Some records

:::

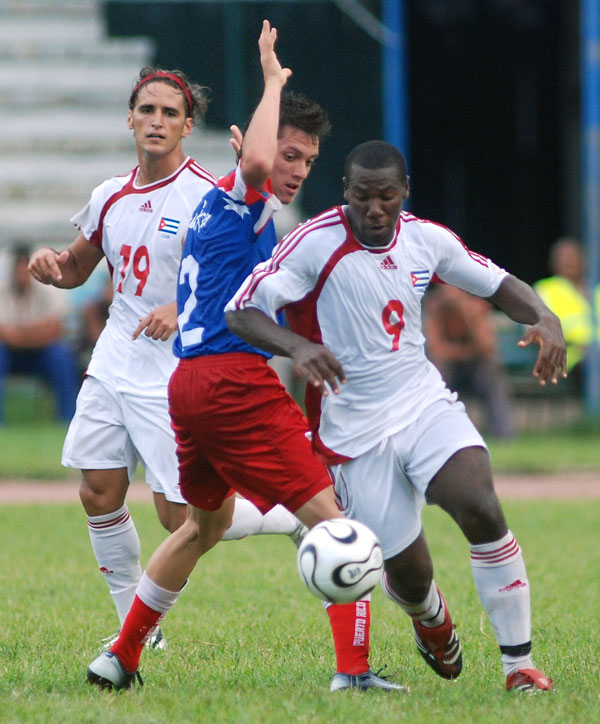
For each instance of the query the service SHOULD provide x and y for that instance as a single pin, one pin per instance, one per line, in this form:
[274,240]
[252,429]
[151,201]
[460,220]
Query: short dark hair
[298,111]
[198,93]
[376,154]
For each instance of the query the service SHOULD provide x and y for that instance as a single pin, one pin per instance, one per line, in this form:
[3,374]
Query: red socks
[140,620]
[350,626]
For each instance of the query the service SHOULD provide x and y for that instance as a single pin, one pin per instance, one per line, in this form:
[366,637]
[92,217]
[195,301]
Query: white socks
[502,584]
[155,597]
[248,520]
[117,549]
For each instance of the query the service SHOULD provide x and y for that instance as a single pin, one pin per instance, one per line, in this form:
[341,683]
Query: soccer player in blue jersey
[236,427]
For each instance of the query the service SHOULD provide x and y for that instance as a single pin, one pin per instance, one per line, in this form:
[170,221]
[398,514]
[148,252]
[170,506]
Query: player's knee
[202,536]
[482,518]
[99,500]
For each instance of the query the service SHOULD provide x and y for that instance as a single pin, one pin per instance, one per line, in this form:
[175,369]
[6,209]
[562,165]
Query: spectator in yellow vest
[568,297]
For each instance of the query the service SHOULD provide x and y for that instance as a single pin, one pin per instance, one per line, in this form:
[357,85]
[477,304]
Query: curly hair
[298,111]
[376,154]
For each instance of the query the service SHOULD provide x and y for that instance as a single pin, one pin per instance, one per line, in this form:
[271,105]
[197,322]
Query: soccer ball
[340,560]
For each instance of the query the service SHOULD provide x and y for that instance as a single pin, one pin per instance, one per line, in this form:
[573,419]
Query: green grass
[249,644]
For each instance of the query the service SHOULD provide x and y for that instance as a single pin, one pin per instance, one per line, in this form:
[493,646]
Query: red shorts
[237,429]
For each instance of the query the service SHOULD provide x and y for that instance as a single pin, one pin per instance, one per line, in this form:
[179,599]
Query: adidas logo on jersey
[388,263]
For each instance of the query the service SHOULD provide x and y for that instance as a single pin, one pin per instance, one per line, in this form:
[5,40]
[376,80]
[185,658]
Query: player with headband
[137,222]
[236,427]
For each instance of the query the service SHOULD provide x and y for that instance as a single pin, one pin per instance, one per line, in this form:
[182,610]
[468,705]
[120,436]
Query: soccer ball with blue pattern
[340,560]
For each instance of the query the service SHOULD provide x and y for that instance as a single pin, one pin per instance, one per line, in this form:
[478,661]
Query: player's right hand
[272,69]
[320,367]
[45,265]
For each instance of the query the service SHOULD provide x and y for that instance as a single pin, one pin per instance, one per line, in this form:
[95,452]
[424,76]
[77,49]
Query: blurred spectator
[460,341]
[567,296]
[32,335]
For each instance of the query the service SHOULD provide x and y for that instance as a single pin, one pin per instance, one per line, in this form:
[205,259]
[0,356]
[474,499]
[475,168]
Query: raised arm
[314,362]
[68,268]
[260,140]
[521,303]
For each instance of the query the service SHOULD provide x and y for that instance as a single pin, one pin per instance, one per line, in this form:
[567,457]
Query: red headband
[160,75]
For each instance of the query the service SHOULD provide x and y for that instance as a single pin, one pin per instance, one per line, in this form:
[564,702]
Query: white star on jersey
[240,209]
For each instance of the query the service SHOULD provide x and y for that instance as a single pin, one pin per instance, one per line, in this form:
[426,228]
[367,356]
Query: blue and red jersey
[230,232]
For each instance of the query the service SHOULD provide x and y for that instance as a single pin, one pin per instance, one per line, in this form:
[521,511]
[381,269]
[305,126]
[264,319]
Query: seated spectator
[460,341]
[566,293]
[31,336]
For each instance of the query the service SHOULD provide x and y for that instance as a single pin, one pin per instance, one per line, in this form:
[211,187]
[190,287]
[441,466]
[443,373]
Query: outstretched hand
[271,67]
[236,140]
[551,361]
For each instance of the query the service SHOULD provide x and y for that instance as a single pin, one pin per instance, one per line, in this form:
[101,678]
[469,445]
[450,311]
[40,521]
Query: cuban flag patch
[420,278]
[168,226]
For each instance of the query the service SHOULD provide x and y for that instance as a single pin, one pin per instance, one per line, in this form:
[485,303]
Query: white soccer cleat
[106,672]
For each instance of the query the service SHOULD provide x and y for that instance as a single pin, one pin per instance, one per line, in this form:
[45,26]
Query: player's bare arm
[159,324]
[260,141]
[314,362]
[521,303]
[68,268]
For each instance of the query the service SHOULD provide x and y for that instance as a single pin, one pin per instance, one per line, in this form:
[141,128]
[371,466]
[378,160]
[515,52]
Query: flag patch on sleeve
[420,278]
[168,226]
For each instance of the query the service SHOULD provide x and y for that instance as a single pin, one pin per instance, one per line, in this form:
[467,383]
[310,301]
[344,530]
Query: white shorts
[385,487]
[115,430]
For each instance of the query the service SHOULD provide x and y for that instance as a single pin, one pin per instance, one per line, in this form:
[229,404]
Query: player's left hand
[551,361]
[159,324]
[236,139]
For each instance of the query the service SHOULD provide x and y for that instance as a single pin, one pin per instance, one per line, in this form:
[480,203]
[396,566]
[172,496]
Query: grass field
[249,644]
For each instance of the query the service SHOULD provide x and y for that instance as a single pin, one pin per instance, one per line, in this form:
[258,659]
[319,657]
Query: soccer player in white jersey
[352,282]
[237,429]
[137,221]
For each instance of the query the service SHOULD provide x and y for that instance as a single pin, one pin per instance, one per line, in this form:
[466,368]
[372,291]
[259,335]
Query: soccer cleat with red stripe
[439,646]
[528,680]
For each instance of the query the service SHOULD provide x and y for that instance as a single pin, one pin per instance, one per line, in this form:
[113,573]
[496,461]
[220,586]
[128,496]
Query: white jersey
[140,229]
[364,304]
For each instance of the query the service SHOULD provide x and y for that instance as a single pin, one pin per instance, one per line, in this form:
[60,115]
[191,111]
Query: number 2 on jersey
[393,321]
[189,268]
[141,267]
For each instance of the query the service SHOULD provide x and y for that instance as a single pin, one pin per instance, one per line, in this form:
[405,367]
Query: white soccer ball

:::

WORK TO DO
Print the entries above exactly, taking out only the pictures.

THE SOLUTION
For each instance of the query the service SHOULD provide x and y for that instance as a single pin, one pin per instance, one per line, in this form:
[274,240]
[252,429]
[151,201]
[460,220]
Query: short dark hair
[298,111]
[198,93]
[376,154]
For each instance of the query the service SHOULD provide x and y for that instance as a single pin, one pin per instance, one per line, in this form:
[3,374]
Query: red socks
[140,620]
[350,626]
For each instance of the query the service SHOULD provide x and y for that instance as a single pin, one pin per instance, one per line, in this form:
[366,637]
[92,217]
[195,301]
Query: white socks
[502,584]
[155,597]
[248,520]
[117,549]
For each instance of the query the service SHOULD provide x and y for that instance as a single pin, one pin per instance, one per line, in this form:
[341,683]
Query: soccer player in blue jersey
[236,427]
For each instance of the query the service SHOULD provide x and y for that instance as a single pin, one pin per instance, one per line, in this form:
[170,221]
[398,514]
[148,252]
[170,506]
Query: player's knee
[202,536]
[482,518]
[99,500]
For each instance of the query the service SHOULD provide x and y for that instance as a single pin, one pin per instance, one per line, in this form:
[175,369]
[6,209]
[562,165]
Query: spectator in yellow vest
[568,297]
For each instance of the query the service SHOULD provide x and y for that instance as a single pin, one pin per instance, one per line, in this form:
[357,85]
[477,304]
Query: curly hair
[298,111]
[376,154]
For each instance of the query the service SHOULD provide x and y for that instance as a single pin, one pin per instance, one per line, in this form:
[271,105]
[197,322]
Query: soccer ball
[340,560]
For each instance of the query the service SHOULD provide x and y for that instance as a single pin, one pin per instance, one per line, in this form:
[573,419]
Query: green grass
[249,644]
For each instance of the query the service SHOULD provide x and y for that instance as a single pin, one pin per instance, one per line, in this form:
[493,646]
Query: red shorts
[237,429]
For each instance of the query the service SHOULD provide x and y for that instance as a single pin, one pin per instance, one per line, in this form:
[179,599]
Query: adidas logo on jersey
[388,263]
For each instance of the query the service SHOULD provide x and y for that instance as a single pin, one pin per instance, one per line, in this form:
[5,40]
[376,80]
[185,658]
Query: player with headband
[137,222]
[236,427]
For each instance of the query the service SHOULD provide x and y for that instance as a single pin, one pin per instance, one per line, in this form:
[182,610]
[468,705]
[120,436]
Query: soccer ball with blue pattern
[340,560]
For each instance of the query the service SHOULD provide x and y for that instance as a single pin, one pin per instance, one per line, in this form:
[478,661]
Query: player's right hand
[272,69]
[320,367]
[45,265]
For each instance of the query the service SHOULD provide x and y for that instance as a single pin, one pin per instance, one per line, in this form:
[95,452]
[424,76]
[77,49]
Query: blurred spectator
[460,341]
[567,296]
[32,335]
For each instance of the query the service SHOULD provide x and y for that instance as a single pin, one pin per instance, one per line, in this form:
[205,259]
[0,356]
[474,499]
[475,168]
Query: raised arm
[314,362]
[68,268]
[260,140]
[521,303]
For each instance of the query the service SHOULD provide x and y for that instance as a single pin, one pin per instance, one per line, in this form:
[567,457]
Query: red headband
[160,75]
For each instance of the query the service SHOULD provide x and y for that instance as a single pin, one pin per instance, one per line, in this form:
[564,702]
Query: white star on jersey
[240,209]
For each instance of the query the service SHOULD provide x and y for that instance as a single pin, one pin per instance, one per line, in this form:
[426,228]
[367,356]
Query: blue and red jersey
[230,232]
For each instance of the query the service SHOULD provide x and y for that instance as a single pin, one pin per instance, one per line, in this form:
[521,511]
[381,269]
[305,126]
[264,319]
Query: seated spectator
[460,341]
[566,293]
[31,336]
For each instance of the query the service SHOULD provide x and y for that instance as a single pin, one pin per instance, one per line, in this form:
[211,187]
[190,287]
[441,466]
[443,373]
Query: outstretched hand
[271,67]
[236,140]
[551,361]
For each instance of the query the service SHOULD provide x and y for that instance as a single pin, one pin per instance, one per line, in this form:
[101,678]
[469,445]
[450,311]
[40,521]
Query: cuban flag patch
[420,278]
[168,226]
For each instance of the query the service SHOULD provide x and y for that instance as a single pin, one pin per instance, one per line, in this form:
[485,303]
Query: white soccer cleat
[106,672]
For each instance of the query the service SHOULD provide x and y for that instance as a single pin, one pin per instance, one per line, in this form:
[45,26]
Query: player's bare arm
[159,324]
[260,141]
[314,362]
[521,303]
[68,268]
For each instance of the query the service SHOULD provide x and y for that instance as a single pin, one pin per instance, one per line, in this form:
[141,128]
[371,466]
[378,160]
[515,52]
Query: flag patch on sleeve
[420,278]
[168,226]
For each instance of the query the service SHOULD provide x and y for that instance as a single pin, one pin per instance, one per line, in this form:
[467,383]
[310,301]
[344,530]
Query: white shorts
[385,487]
[115,430]
For each instance of the query the service SHOULD provide x and y for that instance as a single pin, one pin per instance, one per line, in this form:
[229,404]
Query: player's left hand
[551,361]
[159,324]
[236,139]
For each instance of the query the service SHOULD provide x and y for that instance as a single pin, one pin per instance, one per line, in this form:
[480,203]
[396,566]
[172,496]
Query: grass field
[249,644]
For each instance of the query the service SHOULD provide x and y for that instance as a single pin, one pin per instance, one per line, in this form:
[258,659]
[319,657]
Query: soccer player in white jersey
[352,282]
[237,429]
[137,221]
For each instance of the query the service SHOULD provide x and y for that instance as a single pin, one pin per instance, one per line, in this form:
[466,368]
[372,291]
[259,335]
Query: soccer cleat with red stripe
[439,646]
[528,680]
For each instance of the query the service SHOULD provide x and y for that instance as a single pin, one pin per instance, one per line, in this form:
[113,573]
[496,461]
[220,586]
[128,496]
Query: white jersey
[140,229]
[364,304]
For each instance of the query the service SHOULD provide x and y for that instance as a single pin, one pin per instance, one per line, in this form:
[60,115]
[191,111]
Query: number 2 on jersey
[393,321]
[189,268]
[141,267]
For each instance of the query the service SHOULD provide x and y for that instance as a single pin, one pin per instance, one per line, in this form:
[405,367]
Query: white soccer ball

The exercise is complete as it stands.